TEXT UNDER STUDY:

When the Franks arrived at the camp, it was in the wake of a nightmarish frenzy of death – with countless thousands of prisoners being sent to the gas chambers on arrival. Remarkably, the Franks all survived the initial sorting, which saw 549 of the 1,019 people aboard their transport immediately sent to their deaths. The general rubric used by the Germans at the time in those sortings was- those who were fit for labor or in some cases used for research were allowed to live, and all others were killed. Those in their early to mid teens or younger were typically viewed as unfit for labor and immediately sent to the gas chambers, but Anne, who was 15 at the time, ended up being one of the youngest on her transport to be spared that fate.
The Frank family had remained in good health during their time in hiding, which probably helped them out in the initial sorting. Even though they had landed in the hell-on-Earth of Auschwitz, they hoped their continued usefulness as workers and the imminent arrival of the Allies would ensure their survival.
But on October 30, 1944, as the Russians advanced into Poland, many of the female prisoners of Auschwitz were deported to Bergen-Belsen in northern Germany. Margo and Anne Frank were among those forced to make the trip, but their mother, Edith, was left behind. Devastated at being separated from her daughters, Edith Frank succumbed to grief and starvation and died in early 1945. She had already been in poor health due to reportedly having given much of her meager rations to her daughters during their time at Auschwitz.
Margo and Anne arrived at the severely over-crowded and disease-ridden Bergen-Belsen where thousands of prisoners suffered from exposure in the bitter German winter and were starved down to human skeletons. Many people there, including the Frank sisters, were also infested with scabies, and typhus swept through the camp.

INFORMATION PROVIDED:
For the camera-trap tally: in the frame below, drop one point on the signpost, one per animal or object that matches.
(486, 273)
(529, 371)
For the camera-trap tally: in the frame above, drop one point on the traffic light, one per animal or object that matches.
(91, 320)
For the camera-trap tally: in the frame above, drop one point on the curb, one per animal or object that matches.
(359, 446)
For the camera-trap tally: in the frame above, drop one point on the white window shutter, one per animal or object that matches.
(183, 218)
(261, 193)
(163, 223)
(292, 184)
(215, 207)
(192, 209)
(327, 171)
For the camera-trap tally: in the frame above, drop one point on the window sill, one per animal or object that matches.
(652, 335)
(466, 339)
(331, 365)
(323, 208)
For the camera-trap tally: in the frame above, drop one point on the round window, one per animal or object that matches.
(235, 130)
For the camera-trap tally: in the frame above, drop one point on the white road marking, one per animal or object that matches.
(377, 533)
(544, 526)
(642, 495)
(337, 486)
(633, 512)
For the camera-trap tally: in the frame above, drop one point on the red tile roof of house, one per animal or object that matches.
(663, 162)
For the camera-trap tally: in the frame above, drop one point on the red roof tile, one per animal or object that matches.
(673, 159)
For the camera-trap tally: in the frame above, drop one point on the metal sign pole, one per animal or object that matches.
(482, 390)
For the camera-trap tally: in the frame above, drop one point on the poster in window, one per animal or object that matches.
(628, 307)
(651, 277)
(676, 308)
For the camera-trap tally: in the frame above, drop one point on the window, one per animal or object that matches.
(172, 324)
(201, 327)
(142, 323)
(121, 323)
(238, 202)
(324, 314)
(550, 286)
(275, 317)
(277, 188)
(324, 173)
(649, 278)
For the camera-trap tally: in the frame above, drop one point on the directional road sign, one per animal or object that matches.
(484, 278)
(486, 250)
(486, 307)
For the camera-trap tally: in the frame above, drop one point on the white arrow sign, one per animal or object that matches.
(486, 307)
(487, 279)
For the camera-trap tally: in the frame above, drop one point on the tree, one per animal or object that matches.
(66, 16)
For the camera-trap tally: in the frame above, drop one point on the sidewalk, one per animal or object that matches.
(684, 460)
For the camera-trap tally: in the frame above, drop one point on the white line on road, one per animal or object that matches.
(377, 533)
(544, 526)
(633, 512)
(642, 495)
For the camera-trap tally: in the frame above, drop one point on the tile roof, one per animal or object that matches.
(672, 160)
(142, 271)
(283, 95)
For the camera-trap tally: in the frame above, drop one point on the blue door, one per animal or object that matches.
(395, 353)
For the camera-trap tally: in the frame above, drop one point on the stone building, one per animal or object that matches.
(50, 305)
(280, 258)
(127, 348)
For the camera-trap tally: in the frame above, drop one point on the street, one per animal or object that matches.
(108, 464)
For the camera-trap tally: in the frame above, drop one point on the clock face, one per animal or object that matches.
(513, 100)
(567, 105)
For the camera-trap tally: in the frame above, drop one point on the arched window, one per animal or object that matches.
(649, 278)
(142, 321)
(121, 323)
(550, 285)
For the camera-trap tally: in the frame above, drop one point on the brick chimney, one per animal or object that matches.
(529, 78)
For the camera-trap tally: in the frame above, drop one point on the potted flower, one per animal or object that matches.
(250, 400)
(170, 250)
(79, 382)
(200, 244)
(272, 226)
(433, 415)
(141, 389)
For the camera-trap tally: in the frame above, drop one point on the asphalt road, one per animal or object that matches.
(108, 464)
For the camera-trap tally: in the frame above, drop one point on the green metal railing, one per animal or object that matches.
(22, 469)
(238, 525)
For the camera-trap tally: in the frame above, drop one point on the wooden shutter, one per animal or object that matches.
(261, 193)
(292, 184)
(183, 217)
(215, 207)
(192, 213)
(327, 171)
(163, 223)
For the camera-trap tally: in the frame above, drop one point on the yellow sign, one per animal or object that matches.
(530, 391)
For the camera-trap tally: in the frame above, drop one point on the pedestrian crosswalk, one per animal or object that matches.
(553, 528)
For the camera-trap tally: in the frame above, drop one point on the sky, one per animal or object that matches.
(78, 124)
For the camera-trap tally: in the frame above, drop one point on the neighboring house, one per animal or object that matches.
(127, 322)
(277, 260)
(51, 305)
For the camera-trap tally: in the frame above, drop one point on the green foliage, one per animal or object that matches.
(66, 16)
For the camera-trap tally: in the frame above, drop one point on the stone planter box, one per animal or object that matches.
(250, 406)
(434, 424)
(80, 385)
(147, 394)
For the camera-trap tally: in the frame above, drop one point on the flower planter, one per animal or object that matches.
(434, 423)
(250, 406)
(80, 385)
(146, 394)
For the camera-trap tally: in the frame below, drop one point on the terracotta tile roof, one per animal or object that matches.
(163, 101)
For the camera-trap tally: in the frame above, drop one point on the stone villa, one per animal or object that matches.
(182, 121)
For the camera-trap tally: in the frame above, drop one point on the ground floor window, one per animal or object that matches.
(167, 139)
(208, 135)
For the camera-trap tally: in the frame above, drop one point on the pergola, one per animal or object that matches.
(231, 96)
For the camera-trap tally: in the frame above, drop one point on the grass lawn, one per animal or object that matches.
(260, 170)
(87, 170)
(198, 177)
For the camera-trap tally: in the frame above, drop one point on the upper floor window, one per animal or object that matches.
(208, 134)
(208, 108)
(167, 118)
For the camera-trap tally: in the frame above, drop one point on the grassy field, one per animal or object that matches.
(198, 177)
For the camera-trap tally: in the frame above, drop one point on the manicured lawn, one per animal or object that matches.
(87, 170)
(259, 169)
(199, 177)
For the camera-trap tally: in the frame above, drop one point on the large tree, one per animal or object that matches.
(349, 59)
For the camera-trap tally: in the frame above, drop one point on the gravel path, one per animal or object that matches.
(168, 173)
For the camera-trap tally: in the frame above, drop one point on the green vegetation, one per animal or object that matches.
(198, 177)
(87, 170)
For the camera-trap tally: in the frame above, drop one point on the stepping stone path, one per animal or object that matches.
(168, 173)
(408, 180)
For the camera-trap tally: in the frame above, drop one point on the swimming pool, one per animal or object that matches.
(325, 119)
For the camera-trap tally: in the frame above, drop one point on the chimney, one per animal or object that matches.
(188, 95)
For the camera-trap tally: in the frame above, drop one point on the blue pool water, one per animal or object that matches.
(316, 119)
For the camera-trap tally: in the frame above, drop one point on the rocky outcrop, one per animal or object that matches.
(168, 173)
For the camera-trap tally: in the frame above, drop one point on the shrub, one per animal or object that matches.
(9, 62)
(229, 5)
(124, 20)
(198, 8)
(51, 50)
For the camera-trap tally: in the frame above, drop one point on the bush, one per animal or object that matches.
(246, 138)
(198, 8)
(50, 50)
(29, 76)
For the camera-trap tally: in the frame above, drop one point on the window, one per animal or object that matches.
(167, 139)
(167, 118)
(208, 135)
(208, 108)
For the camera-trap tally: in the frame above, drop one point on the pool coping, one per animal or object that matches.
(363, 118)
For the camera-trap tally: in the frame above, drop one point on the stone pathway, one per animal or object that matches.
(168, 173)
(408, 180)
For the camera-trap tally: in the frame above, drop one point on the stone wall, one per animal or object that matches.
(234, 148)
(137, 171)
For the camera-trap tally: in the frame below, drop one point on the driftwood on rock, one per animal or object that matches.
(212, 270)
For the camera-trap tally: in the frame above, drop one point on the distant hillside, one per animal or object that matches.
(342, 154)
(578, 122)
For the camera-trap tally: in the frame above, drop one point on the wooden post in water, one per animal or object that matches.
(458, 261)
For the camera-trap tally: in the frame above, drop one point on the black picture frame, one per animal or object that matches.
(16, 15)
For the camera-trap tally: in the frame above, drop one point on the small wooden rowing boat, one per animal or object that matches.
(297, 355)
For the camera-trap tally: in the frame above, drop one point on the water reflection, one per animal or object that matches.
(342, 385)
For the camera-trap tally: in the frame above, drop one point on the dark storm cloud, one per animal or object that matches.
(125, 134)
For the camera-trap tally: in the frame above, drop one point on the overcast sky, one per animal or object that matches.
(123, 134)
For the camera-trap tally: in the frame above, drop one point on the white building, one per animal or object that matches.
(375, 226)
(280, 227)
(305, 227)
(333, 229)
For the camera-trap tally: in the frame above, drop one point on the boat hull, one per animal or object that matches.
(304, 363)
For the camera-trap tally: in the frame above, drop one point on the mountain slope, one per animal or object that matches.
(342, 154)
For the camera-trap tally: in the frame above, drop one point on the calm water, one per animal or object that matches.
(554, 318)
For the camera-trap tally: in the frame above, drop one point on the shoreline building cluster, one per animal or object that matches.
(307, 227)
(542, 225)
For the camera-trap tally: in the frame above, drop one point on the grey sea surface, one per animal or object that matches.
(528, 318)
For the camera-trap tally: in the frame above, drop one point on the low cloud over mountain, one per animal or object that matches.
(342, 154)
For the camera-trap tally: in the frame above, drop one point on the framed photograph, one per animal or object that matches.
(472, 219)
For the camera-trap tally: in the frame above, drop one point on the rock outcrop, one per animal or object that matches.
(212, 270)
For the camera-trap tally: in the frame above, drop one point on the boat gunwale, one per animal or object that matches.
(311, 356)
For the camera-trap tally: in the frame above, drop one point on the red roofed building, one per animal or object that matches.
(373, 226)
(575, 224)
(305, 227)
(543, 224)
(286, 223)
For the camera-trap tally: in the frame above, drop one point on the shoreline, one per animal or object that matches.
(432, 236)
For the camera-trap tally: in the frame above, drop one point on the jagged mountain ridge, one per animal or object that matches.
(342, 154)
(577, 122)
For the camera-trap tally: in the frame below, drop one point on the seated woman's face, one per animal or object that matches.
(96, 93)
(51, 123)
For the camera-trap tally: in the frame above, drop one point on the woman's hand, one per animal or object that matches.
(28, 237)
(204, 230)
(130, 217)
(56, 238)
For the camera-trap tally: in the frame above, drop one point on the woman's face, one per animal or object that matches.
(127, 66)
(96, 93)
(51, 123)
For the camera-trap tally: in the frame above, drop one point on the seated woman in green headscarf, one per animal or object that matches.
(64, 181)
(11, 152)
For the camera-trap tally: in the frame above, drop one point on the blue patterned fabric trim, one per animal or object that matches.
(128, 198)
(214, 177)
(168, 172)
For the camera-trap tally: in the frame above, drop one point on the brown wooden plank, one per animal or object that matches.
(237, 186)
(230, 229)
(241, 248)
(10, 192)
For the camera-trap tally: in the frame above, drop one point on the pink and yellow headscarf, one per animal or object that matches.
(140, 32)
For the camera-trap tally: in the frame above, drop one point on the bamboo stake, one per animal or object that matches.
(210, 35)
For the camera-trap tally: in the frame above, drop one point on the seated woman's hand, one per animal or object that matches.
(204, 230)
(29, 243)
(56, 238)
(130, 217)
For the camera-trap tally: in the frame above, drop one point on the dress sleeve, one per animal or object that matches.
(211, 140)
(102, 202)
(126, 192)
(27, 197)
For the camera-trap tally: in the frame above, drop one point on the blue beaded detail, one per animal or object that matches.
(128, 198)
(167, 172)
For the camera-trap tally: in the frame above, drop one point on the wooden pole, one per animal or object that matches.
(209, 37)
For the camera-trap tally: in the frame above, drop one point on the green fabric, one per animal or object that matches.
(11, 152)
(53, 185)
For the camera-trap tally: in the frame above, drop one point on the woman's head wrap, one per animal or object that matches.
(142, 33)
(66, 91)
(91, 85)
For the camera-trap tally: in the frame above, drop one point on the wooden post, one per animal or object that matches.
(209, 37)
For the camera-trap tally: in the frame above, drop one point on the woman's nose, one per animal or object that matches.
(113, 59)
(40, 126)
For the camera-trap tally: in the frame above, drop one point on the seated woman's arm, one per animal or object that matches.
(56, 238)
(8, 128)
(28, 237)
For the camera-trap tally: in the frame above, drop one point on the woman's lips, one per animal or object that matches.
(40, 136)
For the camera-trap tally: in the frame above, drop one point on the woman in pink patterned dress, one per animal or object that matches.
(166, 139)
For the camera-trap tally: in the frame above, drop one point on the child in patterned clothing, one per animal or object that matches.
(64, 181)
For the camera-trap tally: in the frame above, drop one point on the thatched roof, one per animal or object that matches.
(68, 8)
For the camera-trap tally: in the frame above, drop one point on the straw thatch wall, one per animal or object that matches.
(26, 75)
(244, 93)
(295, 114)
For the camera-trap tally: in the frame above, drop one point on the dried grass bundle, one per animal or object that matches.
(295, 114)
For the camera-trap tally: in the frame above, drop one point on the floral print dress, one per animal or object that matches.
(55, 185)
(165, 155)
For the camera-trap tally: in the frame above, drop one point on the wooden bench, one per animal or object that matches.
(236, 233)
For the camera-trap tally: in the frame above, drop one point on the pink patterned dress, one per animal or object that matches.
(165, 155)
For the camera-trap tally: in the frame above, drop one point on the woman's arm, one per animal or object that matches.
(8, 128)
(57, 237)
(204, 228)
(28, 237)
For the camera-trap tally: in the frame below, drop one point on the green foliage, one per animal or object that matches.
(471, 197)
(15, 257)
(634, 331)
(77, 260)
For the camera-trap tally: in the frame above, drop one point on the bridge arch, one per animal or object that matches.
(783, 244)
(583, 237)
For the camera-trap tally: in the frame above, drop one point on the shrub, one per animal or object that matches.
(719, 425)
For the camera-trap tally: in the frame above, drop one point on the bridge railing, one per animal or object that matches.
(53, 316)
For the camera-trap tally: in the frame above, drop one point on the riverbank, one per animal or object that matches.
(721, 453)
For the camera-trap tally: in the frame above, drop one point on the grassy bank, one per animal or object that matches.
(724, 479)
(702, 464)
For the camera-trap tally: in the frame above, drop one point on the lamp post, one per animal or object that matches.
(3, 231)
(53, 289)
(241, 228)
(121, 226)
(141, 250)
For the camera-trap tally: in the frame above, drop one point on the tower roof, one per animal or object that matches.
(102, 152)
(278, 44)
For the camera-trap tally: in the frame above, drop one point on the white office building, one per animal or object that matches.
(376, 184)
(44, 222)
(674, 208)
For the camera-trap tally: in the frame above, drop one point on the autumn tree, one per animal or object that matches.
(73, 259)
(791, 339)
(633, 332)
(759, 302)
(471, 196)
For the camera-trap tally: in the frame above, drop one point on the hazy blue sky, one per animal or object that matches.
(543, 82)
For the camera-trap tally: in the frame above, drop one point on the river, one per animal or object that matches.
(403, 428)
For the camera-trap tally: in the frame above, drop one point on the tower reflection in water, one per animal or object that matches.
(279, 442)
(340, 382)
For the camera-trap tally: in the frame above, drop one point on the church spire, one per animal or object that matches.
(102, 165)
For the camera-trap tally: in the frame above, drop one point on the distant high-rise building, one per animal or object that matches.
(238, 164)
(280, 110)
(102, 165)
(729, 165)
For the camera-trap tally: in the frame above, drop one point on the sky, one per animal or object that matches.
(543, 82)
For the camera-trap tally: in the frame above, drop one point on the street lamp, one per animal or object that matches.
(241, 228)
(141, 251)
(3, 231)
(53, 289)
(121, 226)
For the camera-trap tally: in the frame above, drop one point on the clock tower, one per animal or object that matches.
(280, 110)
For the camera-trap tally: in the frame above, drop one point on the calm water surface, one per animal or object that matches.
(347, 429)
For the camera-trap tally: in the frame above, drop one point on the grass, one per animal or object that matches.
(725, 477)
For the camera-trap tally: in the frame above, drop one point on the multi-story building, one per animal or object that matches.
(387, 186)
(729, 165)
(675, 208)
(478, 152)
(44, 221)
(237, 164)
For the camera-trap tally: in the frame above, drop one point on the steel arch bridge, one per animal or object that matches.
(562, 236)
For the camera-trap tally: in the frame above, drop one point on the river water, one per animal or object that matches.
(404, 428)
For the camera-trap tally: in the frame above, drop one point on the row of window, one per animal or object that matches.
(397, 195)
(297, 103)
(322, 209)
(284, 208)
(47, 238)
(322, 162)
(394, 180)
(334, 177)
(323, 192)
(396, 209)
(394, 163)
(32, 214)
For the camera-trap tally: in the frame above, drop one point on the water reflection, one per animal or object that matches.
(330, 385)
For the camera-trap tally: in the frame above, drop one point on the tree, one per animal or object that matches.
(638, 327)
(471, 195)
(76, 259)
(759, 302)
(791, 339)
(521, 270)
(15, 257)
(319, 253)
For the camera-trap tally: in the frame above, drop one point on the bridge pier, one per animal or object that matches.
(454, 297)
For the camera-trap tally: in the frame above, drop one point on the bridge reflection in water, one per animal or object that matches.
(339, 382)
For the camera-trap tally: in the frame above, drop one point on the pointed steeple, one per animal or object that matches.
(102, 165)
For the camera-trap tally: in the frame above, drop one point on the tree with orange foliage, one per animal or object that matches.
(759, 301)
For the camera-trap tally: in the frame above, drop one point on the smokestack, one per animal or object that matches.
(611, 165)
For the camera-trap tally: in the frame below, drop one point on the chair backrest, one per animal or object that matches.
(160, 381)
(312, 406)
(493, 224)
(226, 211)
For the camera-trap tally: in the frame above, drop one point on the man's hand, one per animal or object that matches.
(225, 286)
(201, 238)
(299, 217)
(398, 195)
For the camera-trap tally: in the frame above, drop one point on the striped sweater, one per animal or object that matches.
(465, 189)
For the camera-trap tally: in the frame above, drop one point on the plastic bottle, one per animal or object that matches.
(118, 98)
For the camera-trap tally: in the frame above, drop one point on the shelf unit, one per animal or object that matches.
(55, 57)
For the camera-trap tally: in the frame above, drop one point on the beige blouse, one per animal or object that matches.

TASK TO CARRY OUT:
Continue the account of the Frank family's time in Auschwitz and Bergen-Belsen, starting after its final sentence.

ANSWER:
Rachel van Amerongen-Frankfoorder was a survivor of Bergen-Belsen. She knew Anne and Margot Frank and remembers their last days. She told documentary film-maker Willy Lindwer: “Typhus was the hallmark of Bergen-Belsen. Anne and Margot had those hollowed-out faces, skin over bone. They were terribly cold. They had the least desirable places in the barracks, below, near the door, which was constantly opened and closed. You could really see both of them dying.”
Survivor Janny Brandes-Brilleslijper gave another heartbreaking account, “First, Margot had fallen out of bed onto the stone floor. She couldn’t get up anymore. Anne died a day later. Three days before her death from typhus was when she had thrown away all of her clothes during dreadful hallucinations. That happened just before the liberation.”
Bergen-Belsen was liberated by the Allied 21st Army Group on April 15, 1945, long thought to be just weeks after the deaths of Anne and Margot Frank, but more recent scholarship suggests that their deaths occurred sometime in February. Most notable among the evidence is that the Franks seem to have contracted typhus in early February, and typically those in the camps would die within two weeks of contracting the disease.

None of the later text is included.